Vital Moanda-di-Veta (born 11 October 1948 – 10 January 1984), known professionally as D. V. Moanda, was a prominent figure of Congolese music. He was best known for being one of the co-founders, alongside Henri Mongombe, Marcellin Delo and André Bita, of the influential Congolese rumba band Zaïko Langa Langa in December 1969.

Moanda grew up in a large family, being one of nine children. He studied at the Makala Technical School and later continued at Saint Jean Berchmans College.

Towards the late 1960s, he became an administrator of the band Bel Guide National. On December 23, 1969, Papa Wemba, a friend of the Mangaya cousins, approached a rehearsal of Bel Guide and sang accompanied by Manuaku on guitar. Moanda, impressed by Jules' performance, then decided to dissolve Bel Guide to form a new ensemble by keeping Wemba, Jossart N'Yoka Longo and Félix Manuaku Waku.

On the next day, December 24, around 3:00 p.m, a meeting took place in the home of the Mangaya family, in 10 Avenue Popo Kabaka, where D. V. Moanda, Henri Mongombe, Marcellin Delo and André Bita formed Zaïko Langa Langa. On the following days, several musicians joined the band, including Matima Mpiosso, Siméon Mavuela and Evoloko Jocker.

WHAT IS EXPECTED: Continue the biography of D. V. Moanda from its last sentence onward.

[Saved data entries]
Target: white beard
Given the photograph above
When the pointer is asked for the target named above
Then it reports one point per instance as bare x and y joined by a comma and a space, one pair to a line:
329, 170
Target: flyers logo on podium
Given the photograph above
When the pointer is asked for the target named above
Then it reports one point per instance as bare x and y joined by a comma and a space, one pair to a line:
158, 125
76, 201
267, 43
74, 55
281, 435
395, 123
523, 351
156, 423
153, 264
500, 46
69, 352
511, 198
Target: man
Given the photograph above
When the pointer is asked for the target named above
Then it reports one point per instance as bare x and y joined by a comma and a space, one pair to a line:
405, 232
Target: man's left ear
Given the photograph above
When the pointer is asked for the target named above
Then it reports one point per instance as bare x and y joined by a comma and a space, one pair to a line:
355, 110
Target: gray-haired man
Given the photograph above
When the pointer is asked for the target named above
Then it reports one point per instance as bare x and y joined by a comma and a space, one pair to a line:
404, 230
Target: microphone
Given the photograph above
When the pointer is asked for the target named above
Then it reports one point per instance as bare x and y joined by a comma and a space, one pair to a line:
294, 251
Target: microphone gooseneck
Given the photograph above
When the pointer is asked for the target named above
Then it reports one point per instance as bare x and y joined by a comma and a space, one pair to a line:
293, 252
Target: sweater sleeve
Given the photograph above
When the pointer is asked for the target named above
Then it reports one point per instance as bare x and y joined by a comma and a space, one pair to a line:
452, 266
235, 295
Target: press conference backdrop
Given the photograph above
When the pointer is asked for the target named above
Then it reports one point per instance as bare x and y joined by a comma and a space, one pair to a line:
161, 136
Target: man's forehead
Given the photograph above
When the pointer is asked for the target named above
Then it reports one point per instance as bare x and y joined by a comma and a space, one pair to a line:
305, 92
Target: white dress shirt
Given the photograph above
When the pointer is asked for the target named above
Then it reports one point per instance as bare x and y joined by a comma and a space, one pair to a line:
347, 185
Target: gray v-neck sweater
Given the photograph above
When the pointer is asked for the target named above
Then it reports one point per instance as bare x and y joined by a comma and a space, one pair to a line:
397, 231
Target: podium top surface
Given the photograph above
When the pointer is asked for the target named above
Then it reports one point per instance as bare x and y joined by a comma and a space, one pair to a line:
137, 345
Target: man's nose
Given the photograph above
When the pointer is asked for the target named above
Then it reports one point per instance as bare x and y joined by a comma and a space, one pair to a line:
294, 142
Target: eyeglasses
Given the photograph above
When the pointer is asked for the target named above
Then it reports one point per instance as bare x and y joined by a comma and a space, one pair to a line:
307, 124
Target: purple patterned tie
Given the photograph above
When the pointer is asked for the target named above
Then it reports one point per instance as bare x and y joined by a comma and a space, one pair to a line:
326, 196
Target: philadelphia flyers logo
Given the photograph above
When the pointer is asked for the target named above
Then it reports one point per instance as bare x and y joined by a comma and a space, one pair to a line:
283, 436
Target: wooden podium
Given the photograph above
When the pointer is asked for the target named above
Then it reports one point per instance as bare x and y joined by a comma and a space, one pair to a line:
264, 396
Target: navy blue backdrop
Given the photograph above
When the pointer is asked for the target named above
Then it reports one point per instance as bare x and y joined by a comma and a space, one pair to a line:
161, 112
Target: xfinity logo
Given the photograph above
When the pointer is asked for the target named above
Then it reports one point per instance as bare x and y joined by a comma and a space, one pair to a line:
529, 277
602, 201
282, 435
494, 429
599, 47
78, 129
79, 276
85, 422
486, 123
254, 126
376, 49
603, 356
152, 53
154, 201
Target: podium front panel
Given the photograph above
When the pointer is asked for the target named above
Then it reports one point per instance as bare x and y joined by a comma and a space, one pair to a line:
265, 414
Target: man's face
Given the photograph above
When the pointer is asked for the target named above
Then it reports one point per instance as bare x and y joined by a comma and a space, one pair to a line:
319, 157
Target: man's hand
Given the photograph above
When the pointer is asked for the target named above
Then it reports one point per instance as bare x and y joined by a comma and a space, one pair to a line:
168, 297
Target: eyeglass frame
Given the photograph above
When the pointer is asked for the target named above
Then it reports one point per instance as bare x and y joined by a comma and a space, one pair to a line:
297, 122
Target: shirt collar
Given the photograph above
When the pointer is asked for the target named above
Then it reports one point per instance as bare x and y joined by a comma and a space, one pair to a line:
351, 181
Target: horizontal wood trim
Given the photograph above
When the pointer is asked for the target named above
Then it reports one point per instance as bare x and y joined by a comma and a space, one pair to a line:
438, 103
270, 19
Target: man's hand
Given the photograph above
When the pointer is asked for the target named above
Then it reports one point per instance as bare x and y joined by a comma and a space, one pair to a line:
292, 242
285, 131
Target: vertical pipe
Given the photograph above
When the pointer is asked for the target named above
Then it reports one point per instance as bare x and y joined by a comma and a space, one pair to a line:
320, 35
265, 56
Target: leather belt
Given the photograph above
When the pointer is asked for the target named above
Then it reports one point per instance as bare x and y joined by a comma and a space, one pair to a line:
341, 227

ANSWER SPACE:
In 1975, Moanda briefly played congas for the band. During his time as a musician with the group, he also released four singles, including the track "Litima," which was released in October 1979.

Moanda was known for his creative promotional strategies for the band. He coined several names for Zaïko Langa Langa to use in competitions with other bands, such as "Tout Choc Anti Choc," "Nkolo Mboka," and "Familia Dei," which helped to solidify the band's identity and attract a loyal following.

== Death ==
Moanda died on January 10, 1984, due to liver cirrhosis. He was survived by his five children: Freddy Moanda, Dany Moanda, Peter Moanda, Michelle "Mimi" Moanda and Serge Mbemba Moanda.